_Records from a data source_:
----

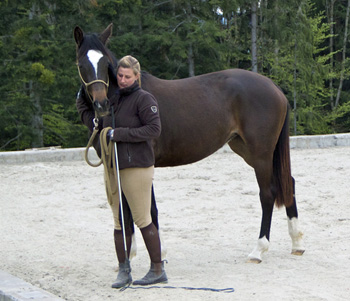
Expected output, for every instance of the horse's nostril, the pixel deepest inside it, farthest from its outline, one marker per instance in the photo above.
(97, 106)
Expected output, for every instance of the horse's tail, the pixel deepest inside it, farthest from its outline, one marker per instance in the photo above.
(282, 168)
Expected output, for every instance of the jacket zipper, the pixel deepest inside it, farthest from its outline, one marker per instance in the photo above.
(127, 150)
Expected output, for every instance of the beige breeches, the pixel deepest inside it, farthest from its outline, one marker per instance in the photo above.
(136, 184)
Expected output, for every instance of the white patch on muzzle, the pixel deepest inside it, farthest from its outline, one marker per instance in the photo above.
(94, 57)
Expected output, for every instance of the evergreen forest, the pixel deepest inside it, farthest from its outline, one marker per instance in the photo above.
(302, 45)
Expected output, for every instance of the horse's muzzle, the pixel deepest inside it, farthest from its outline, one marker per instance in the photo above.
(102, 108)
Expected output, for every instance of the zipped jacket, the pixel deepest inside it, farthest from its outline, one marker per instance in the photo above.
(137, 123)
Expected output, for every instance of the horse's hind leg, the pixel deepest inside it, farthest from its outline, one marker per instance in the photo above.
(264, 176)
(293, 227)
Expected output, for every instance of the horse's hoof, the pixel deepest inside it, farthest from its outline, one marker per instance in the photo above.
(254, 260)
(298, 252)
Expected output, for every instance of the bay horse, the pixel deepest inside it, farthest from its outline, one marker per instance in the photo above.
(200, 114)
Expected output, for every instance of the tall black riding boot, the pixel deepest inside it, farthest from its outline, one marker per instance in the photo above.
(124, 273)
(156, 273)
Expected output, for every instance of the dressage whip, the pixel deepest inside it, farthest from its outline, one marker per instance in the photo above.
(127, 261)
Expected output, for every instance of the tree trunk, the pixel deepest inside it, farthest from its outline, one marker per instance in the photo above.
(343, 59)
(331, 48)
(254, 38)
(190, 61)
(37, 118)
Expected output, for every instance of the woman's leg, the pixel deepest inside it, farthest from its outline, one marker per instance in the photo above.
(137, 186)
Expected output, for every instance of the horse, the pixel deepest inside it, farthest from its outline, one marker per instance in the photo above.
(201, 114)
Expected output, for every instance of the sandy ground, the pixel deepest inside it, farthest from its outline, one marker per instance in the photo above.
(56, 231)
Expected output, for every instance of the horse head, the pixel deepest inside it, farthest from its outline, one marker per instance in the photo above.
(93, 60)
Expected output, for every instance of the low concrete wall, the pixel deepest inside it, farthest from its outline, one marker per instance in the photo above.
(77, 154)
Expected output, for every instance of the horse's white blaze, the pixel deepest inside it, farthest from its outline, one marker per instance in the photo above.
(94, 57)
(261, 247)
(296, 235)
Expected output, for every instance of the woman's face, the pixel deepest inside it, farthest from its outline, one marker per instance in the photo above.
(126, 77)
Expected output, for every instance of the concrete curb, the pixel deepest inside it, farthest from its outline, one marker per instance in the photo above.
(77, 154)
(15, 289)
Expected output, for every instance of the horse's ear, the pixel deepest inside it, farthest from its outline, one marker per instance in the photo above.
(106, 34)
(78, 35)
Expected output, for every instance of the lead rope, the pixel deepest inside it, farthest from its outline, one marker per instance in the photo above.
(107, 155)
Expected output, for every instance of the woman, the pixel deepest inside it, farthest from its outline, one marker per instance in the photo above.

----

_Requirements_: Leave out the pictures and reproduce the rest of the listing exactly.

_Written answer_:
Expected output, for every instance of the horse's nostril, the pixel deepest inside it, farthest from its outline, one marker per instance in the photo above.
(97, 106)
Expected output, for every instance of the horse's tail, the pixel deepest inside it, farthest from its outline, one marker per instance in the photo above.
(282, 168)
Expected output, for every instance of the jacket zipper, the pixel deepest inside it, farthest from its outline, one marker per instance in the photo above.
(127, 150)
Expected output, for every instance of the beige breeches, the pixel deepest inside it, farthest from its outline, one marker per instance in the photo above.
(136, 184)
Expected output, for every instance of the white patch on muzzle, the pixel deepest inside it, farthest from its outline, one marker per instance in the photo above.
(94, 57)
Expected output, for every instance of the evergreen forest, the pixel deepest inside it, farthest from its outline, one marker per instance in the photo above.
(302, 45)
Expected output, for every instance of the horse's muzzle, the pixel deepest inside it, farthest from its outline, one marker per instance in the photo above.
(102, 108)
Expected output, for every instance of the zipped jacket, the pixel deepest inside it, farthest from its outline, one marker per instance in the photo above.
(137, 123)
Expected output, for every instance of the horse's hind leg, the pixel deepest inside it, farthest from its outline, one marker per instance in the photo above.
(264, 176)
(293, 227)
Expected output, for every instance of the horse's hoof, the pixel deepest inside it, farthest from its outline, one marker per instance in the photo above.
(254, 260)
(298, 252)
Expected output, for every instance of the bay horse, the pixel deepest inside it, farthest from its outline, one marker per instance in the photo above.
(200, 114)
Expected output, for every instance of the tall black riding boot, the pixel deepest inside it, farthest from its outline, one marker per instance in the photo above.
(124, 273)
(156, 273)
Expected output, for every instance of the dressage whip, the pixel deepest inside it, farthest from its outline, one marker per instance in the photo above.
(127, 261)
Expected output, for every instance of the tree trunk, the pixel deepest inside it, farthest from its outline, one marker per instance in the photo above.
(343, 59)
(331, 48)
(254, 38)
(190, 61)
(37, 118)
Expected output, for every instance of the woman's leg, the pixel deepest inside it, farthest from its outline, one marker per instance in the photo above.
(137, 186)
Expected output, for every instance of the horse, the pixel deepest inside it, farthest from its outline, one marker per instance in the photo above.
(201, 114)
Expected output, for every instance of the sandy ground, the pixel deepest inside it, farthest from its outline, one marker per instance in the photo above.
(56, 231)
Expected output, for every instance of the horse head, the pixel deepest inside it, farthest from its outline, one marker per instance in the photo above.
(93, 60)
Expected output, for every instance of the low concrete wall, the pixel deepest inside it, farthest from its outline, one marker per instance in the photo above.
(77, 154)
Expected output, for every instance of the horse's white blaze, the pixel deepest inside it, farthest from its outline, one marker per instance in the photo above.
(94, 57)
(261, 247)
(296, 235)
Expected output, for every instance of the woman's face, the pixel deepest inside it, farthest from its outline, one marker per instance in the photo above.
(126, 77)
Expected output, for every instance of the concrete curb, the pixel deepest inside it, farthest from its outline, one marker per instance in the photo above.
(77, 154)
(15, 289)
Expected output, for every instance of the horse's ear, the pixel deepest inside it, farthest from its outline, one marker per instance in the photo above.
(106, 34)
(78, 35)
Expected output, for every instance of the lead rope, the pixel deepest inside it, farthest from its outline, one marker per instance in the photo above.
(107, 155)
Expected output, for every instance of the woman, the pixel deepest inside it, farthest from its outline, one marker per instance in the photo above.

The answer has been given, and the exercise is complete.